Return the entries in their entirety, precisely as given.

◆ **INFORMATION PROVIDED**:
────────

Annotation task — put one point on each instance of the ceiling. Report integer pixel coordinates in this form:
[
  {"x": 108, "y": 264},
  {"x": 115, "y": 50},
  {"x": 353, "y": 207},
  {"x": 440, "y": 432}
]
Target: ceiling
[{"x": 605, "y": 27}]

────────

◆ **RESULT OF THIS TASK**:
Annotation task — put one point on each instance of the ceiling. Report integer pixel coordinates in this form:
[
  {"x": 108, "y": 264},
  {"x": 115, "y": 50},
  {"x": 353, "y": 207},
  {"x": 440, "y": 432}
]
Target: ceiling
[{"x": 605, "y": 27}]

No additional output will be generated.